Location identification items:
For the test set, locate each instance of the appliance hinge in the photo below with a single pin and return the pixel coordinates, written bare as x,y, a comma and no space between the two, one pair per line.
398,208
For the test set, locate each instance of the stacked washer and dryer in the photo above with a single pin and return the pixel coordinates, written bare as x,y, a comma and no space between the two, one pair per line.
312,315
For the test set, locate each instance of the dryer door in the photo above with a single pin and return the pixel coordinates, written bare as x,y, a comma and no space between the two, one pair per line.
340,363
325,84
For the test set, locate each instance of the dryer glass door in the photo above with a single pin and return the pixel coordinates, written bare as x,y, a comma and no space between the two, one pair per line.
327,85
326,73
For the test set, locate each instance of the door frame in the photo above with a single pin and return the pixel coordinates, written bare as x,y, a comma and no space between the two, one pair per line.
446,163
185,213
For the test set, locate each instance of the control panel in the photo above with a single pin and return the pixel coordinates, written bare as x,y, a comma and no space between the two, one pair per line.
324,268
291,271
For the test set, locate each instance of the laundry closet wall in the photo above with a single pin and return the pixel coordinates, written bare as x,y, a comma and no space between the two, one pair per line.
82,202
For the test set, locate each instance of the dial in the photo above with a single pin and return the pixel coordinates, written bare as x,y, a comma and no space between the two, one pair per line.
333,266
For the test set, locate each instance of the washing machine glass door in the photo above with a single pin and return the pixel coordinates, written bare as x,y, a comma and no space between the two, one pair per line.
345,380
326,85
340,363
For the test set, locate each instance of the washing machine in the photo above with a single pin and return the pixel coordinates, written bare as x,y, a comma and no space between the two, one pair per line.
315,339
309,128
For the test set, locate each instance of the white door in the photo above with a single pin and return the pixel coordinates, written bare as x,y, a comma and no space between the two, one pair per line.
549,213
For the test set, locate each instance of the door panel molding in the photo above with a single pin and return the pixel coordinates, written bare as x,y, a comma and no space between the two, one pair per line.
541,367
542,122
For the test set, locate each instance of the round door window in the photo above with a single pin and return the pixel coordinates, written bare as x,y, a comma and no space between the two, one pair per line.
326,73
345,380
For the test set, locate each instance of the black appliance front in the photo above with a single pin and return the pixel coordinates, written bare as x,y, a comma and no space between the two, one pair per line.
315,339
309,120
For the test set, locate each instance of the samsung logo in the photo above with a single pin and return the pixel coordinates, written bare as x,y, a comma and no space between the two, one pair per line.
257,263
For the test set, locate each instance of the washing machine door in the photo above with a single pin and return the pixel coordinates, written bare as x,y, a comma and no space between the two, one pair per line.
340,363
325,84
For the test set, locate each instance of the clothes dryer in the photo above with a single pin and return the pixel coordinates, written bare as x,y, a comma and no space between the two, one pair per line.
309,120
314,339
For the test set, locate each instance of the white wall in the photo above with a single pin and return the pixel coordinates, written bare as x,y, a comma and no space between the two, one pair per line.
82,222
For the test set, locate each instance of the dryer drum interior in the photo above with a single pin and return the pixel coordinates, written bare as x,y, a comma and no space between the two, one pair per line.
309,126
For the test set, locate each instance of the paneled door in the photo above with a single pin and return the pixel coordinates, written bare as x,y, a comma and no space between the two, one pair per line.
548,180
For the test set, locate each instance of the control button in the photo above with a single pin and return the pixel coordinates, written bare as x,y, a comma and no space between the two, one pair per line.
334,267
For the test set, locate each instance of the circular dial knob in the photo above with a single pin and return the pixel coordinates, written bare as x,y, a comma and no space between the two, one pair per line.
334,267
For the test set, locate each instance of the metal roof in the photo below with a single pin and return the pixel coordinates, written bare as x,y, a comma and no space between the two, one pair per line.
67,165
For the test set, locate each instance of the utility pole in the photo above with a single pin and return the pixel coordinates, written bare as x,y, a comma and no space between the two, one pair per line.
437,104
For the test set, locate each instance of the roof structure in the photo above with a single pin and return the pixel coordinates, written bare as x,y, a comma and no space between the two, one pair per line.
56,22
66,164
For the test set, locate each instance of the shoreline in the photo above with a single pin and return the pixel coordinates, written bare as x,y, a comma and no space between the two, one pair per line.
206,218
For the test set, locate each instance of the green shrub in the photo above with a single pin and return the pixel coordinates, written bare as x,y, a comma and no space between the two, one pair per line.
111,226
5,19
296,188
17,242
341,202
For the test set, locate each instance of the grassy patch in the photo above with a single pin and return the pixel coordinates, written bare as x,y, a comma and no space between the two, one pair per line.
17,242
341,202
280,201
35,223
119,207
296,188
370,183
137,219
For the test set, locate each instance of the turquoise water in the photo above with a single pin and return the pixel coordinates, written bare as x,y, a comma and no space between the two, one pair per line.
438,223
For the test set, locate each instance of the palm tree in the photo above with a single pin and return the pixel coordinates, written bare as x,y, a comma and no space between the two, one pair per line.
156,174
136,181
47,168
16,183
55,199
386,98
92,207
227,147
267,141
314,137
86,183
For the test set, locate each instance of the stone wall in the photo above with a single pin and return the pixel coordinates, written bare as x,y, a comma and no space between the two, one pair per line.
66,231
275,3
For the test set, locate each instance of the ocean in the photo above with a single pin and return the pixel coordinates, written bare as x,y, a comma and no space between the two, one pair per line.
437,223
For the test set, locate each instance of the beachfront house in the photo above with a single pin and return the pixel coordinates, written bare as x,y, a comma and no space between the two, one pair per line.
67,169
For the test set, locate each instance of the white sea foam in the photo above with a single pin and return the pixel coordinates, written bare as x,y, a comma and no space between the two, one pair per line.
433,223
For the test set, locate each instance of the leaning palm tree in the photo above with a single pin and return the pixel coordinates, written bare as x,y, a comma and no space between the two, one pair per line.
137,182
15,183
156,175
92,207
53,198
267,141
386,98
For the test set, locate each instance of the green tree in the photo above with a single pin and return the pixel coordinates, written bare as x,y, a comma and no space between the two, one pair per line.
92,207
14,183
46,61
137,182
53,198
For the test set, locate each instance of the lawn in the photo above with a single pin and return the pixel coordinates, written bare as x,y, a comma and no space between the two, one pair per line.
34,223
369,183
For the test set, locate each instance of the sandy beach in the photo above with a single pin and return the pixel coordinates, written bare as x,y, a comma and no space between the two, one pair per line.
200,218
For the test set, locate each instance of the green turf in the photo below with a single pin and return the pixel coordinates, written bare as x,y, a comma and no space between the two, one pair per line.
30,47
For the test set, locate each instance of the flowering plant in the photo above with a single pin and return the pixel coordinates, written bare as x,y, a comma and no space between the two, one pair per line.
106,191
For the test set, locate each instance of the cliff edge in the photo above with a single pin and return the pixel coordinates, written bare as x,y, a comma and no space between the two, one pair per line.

■ What is asked
Output the whole listing above again, word for word.

■ Output
For the test set, locate each instance of the appliance hinge in the photo below with a single pin and return the pixel coordinates, written bare as x,y, a comma and no space between the two, one pair per line.
398,208
For the test set, locate each instance of the stacked washer and dryer in the photo above with a single pin and return the pixel coordinates, written bare as x,y, a comma and no space between the two, one pair per line.
312,315
For the test set, locate each instance of the dryer door in the photo above with a single pin and return the pixel coordinates, written bare as x,y, a comma and no space between the two, one pair per line.
340,363
325,84
For the test set, locate each instance of the dryer glass door in the photo above with a single pin and return the pixel coordinates, written bare as x,y, a comma and no space between the two, one pair per line.
327,85
326,73
For the test set, locate each instance of the door frame in the photo above with a single pin and return the pixel coordinates, written bare as x,y, a comma and no space between the two, one pair per line.
446,163
185,213
For the test set, locate each instance of the control panel in the photo above with a single pin and return the pixel coordinates, written bare as x,y, a comma and no space between the two, one pair per line.
324,268
291,271
For the test set, locate each instance of the laundry closet wall in the photo above with a single pin and return the pixel coordinates, written bare as x,y, a comma and no space between the two, one pair per line.
82,202
For the test set, locate each instance of the dial in the photo above with a single pin and return the pixel coordinates, written bare as x,y, a comma and no space between the two, one pair per line.
333,266
For the test set, locate each instance of the washing machine glass door in the photo above with a single pin and return the pixel coordinates, written bare as x,y, a comma and no space between the two, one pair per line.
345,380
326,85
340,363
For the test set, locate each instance of the washing machine in the photo above with a single pin and return the pixel coordinates, written bare as x,y, a comma and no space between the two, one pair per line.
315,339
309,128
For the test set, locate each instance of the white door in the photo above with a single pin and return the pixel coordinates, written bare as x,y, a comma and no space between the two, one pair per line.
549,213
For the test set, locate each instance of the door panel molding in the photo above with a single pin and return the pixel coordinates, written bare as x,y, a comma and no space between the two, one pair per line.
541,367
542,122
For the test set, locate each instance of the round door window in the photo above with a single pin and return the pixel coordinates, written bare as x,y, a comma and no space between the two, one pair per line.
326,73
345,380
For the test set, locate each instance of the black appliance front in the photo above with a single pin and return the pixel coordinates, written bare as x,y, a comma and no space between the two, one pair per line.
315,339
309,120
For the test set, locate each instance of the samsung logo in the photo above with a single pin and return the pixel coordinates, written bare as x,y, a comma and no space between the two, one pair per line.
257,263
For the test set, locate each instance of the washing machine door in the photo above with a single pin and return the pixel coordinates, written bare as x,y, a comma and no space between the two, one pair per line.
340,363
325,84
For the test set, locate each instance of the clothes dryer in the photo above with a single pin and return the pixel coordinates, written bare as x,y, a comma and no space between the two, one pair per line.
309,120
314,339
For the test set, locate each instance of the white wall in the photo above with a single pin and return the pixel coordinates, written bare as x,y, a comma and no space between the two, one pair per line.
82,222
For the test set, locate each instance of the dryer drum interior in the photo above with a single pin and return the pixel coordinates, written bare as x,y, a comma and no space between the two, one pair per line.
309,126
For the test set, locate each instance of the paneled door in the photo above with a single pin and return the pixel coordinates, written bare as x,y, a comma and no space between the two, one pair per line.
548,180
For the test set, locate each instance of the control button in the photo above with a single pin and return the pixel coordinates, written bare as x,y, a comma and no space between the two, one pair per line.
334,267
For the test set, locate each instance of the circular dial knob in the photo above with a single pin and return the pixel coordinates, written bare as x,y, a comma and no space between the two, one pair per line.
334,267
For the test set, locate each instance of the metal roof in the photo below with a single pin and return the pixel coordinates, written bare as x,y, a comma and no space between the two, one pair per line.
67,165
For the test set, locate each instance of the utility pole in the photo above with a single pin and return the pixel coordinates, written bare as x,y, a comma and no space between the two, one pair per line.
437,104
For the test set, locate each instance of the roof structure in the photo above with a single pin and return the pixel coordinates, written bare as x,y, a comma and no space between the two, one pair per line.
56,22
66,164
For the test set, locate each instance of the shoreline in the photo above with a single pin and return the pixel coordinates, written bare as x,y, a comma and no space between the two, one pair per line.
206,218
For the test set, locate each instance of the green shrub in the photo above with a single pin and return the pixel coordinates, written bare as x,y, a comma and no space between the two, one pair per line.
111,226
5,19
296,188
17,242
341,202
For the test set, locate each instance of the grassy patch in the photo above with a single pin and return the pixel coordinates, written bare as x,y, a comma and no space between the two, one pair per line.
17,242
341,202
280,201
35,223
119,207
296,188
370,183
137,219
For the test set, locate each instance of the turquoise water in the photo above with a single pin and return the pixel coordinates, written bare as x,y, a comma and no space between the two, one pair per line.
438,223
For the test set, locate each instance of the palm tree in the photo above with a single pin and return the pixel coordinates, written bare as x,y, a comma and no space between the two, one pair per line.
156,174
136,181
47,168
16,183
55,199
386,98
92,207
227,147
267,141
314,137
86,183
For the test set, locate each instance of the stone wall in the photo above with a single pin and return the pixel coordinates, written bare as x,y, a comma and no space between the two, one pair per line.
66,231
275,3
For the test set, locate each instance of the ocean in the photo above with a single pin and return the pixel coordinates, written bare as x,y, a comma and no space between the two, one pair per line.
437,223
For the test set, locate each instance of the beachfront house in the photo above with a single pin and return the pixel coordinates, written bare as x,y, a comma and no space between the two, one pair per line.
67,169
For the test set, locate each instance of the white sea foam in the photo above with a single pin and return the pixel coordinates, written bare as x,y, a comma and no space between the two, one pair per line.
433,223
For the test set, locate each instance of the leaning palm tree in the photo above with a single pin and return the pixel coordinates, written bare as x,y, a comma and no space between the two, one pair per line.
137,182
15,183
156,175
92,207
53,198
267,141
386,98
For the test set, locate each instance of the green tree in the photo above with a single pin and return the pixel coordinates, written bare as x,y, a comma and no space between the two, one pair per line.
92,207
14,183
46,61
137,182
53,198
For the test set, locate each instance of the lawn in the photo above with a single pin and return the pixel coordinates, written bare as x,y, a comma and no space between the two, one pair per line.
34,223
369,183
For the test set, locate each instance of the sandy beach in the photo above with a single pin and return the pixel coordinates, written bare as x,y, a comma and no space between the two, one pair per line.
200,218
For the test set, locate each instance of the green turf in the photo below with a single pin and return the pixel coordinates, written bare as x,y, a comma and no space between the two, one pair per line.
30,47
For the test set, locate each instance of the flowering plant in the photo above with a single pin and return the pixel coordinates, written bare as x,y, a comma and no space between the two, one pair per line.
106,191
For the test set, locate each instance of the cliff edge in the photo above with a single pin and return the pixel coordinates, written bare as x,y, a comma and no space between the two, one pair per line.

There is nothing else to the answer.